**AIM OF THE EXERCISE:**
Turn the lines below, from the first one up to and including the line with "pixel 999 599", into a Markdown table with the columns Row and Line. Give each line a row number and leave out any blank lines.

Source records:
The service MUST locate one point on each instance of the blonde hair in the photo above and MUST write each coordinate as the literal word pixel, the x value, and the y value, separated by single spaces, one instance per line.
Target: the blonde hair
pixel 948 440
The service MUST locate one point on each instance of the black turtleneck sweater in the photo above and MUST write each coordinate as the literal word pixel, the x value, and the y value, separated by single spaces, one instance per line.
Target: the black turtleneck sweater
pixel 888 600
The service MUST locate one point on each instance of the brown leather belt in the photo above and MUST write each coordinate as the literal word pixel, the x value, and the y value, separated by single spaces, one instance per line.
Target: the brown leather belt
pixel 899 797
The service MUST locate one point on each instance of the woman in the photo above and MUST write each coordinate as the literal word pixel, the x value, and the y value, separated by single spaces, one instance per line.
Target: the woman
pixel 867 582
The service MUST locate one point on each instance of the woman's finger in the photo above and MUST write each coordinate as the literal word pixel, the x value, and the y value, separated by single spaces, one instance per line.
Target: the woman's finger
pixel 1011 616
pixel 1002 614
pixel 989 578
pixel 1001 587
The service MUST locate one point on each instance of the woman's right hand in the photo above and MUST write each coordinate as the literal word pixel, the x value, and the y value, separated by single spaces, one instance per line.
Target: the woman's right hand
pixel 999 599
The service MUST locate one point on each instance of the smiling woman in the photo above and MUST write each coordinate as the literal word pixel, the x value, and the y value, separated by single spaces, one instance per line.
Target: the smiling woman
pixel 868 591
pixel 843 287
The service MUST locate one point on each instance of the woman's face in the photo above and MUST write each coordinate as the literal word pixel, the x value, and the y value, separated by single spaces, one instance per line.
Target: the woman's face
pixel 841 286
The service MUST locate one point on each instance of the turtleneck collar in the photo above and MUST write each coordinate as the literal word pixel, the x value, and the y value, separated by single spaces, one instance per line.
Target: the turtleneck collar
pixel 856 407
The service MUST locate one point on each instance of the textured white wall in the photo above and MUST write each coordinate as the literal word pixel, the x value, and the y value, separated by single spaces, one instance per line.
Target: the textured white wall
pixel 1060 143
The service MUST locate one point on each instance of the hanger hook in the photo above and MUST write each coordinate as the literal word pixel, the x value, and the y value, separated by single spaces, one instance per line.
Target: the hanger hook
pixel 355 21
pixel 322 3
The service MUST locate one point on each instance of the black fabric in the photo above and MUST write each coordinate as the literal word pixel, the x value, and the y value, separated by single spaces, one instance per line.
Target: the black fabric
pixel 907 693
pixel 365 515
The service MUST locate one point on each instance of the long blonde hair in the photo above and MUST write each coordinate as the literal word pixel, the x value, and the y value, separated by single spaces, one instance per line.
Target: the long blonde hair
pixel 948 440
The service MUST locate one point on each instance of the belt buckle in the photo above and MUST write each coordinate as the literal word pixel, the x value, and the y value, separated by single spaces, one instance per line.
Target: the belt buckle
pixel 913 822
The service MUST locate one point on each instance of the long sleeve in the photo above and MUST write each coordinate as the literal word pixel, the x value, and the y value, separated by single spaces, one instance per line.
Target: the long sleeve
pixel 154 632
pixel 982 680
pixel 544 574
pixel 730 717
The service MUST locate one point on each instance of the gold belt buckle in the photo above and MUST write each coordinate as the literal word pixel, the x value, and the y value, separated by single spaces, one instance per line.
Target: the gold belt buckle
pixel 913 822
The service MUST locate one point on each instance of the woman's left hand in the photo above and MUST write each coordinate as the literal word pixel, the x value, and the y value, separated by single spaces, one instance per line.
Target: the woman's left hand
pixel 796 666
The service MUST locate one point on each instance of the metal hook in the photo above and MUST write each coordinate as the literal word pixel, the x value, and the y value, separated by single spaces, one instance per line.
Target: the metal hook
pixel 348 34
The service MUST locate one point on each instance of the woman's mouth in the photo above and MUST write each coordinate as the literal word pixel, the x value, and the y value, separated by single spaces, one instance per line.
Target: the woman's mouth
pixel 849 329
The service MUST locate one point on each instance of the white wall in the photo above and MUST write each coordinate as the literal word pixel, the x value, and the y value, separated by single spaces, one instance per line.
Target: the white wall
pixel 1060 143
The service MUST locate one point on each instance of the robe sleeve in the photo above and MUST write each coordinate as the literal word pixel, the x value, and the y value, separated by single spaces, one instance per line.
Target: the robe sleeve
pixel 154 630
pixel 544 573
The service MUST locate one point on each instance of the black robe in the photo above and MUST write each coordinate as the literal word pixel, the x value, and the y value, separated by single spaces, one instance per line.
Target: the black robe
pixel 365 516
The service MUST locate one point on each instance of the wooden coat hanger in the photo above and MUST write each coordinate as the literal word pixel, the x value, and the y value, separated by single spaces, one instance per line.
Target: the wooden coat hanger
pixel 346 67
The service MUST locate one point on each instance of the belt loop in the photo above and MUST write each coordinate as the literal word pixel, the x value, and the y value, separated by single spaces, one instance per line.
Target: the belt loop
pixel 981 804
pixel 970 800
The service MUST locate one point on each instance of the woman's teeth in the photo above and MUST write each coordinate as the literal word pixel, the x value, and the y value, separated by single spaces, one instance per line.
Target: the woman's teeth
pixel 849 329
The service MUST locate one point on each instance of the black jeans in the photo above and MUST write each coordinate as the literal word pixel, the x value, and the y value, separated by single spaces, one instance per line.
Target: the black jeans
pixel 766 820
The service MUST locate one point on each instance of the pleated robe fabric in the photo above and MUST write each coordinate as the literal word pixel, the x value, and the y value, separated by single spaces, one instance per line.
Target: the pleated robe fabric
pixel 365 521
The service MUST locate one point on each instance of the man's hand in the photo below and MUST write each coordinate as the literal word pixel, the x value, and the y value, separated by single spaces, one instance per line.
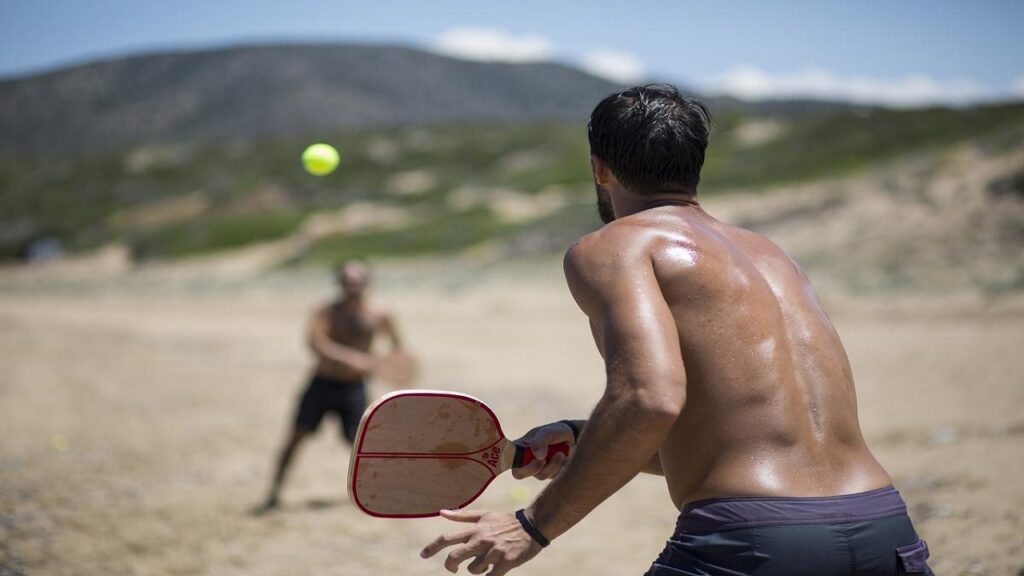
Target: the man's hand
pixel 539 440
pixel 495 539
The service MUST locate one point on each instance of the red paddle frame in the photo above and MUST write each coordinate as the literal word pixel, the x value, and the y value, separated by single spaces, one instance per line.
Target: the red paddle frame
pixel 488 457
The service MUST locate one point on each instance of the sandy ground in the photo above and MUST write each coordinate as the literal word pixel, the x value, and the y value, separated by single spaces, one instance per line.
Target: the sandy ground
pixel 138 428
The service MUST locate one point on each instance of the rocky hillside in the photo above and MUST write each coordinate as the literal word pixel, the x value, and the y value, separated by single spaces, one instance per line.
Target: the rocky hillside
pixel 275 90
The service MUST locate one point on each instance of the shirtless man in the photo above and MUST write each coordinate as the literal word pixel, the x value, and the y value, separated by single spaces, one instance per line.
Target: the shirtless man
pixel 341 336
pixel 724 375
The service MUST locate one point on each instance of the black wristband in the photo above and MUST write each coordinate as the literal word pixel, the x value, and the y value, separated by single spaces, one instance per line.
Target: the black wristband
pixel 520 515
pixel 573 427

**RESULT OF THE EXERCISE:**
| Row | Line |
|---|---|
| 1 | The service MUST locate one point on each instance of the blonde hair in the photo above and MUST write each coordinate as the literal word pixel, the x value, and the y value, separated by single spaces, one instance per line. |
| 2 | Target: the blonde hair |
| 3 | pixel 948 440 |
| 4 | The service MUST locate one point on each instance of the black turtleneck sweater in the photo above and MUST write each coordinate as the literal word pixel, the x value, and the y value, separated by single spaces, one instance per line. |
| 5 | Target: the black turtleneck sweater |
| 6 | pixel 888 600 |
| 7 | The service MUST locate one point on each instance of the brown leather belt in the photo above and MUST write each coordinate as the literal word pixel, the x value, and the y value, separated by single spaces, one instance per line. |
| 8 | Target: the brown leather belt |
| 9 | pixel 899 797 |
| 10 | The service MUST locate one point on each instance of the woman in the photo above and MUST write each coordinate as the literal word pixel, the x value, and the y value, separated by single spaces, one instance per line. |
| 11 | Target: the woman |
| 12 | pixel 867 582 |
| 13 | The service MUST locate one point on each instance of the woman's finger in the photo above and MUST write each coordinate as the literal word pixel, the x value, and the y value, separated by single spaces, one instance per line. |
| 14 | Target: the woman's finger |
| 15 | pixel 1011 616 |
| 16 | pixel 1002 614 |
| 17 | pixel 989 578 |
| 18 | pixel 1001 587 |
| 19 | The service MUST locate one point on each instance of the woman's right hand in the photo above and MUST write each coordinate as the literal word pixel, the x value, and the y value, separated by single spaces, one instance per line. |
| 20 | Target: the woman's right hand |
| 21 | pixel 999 599 |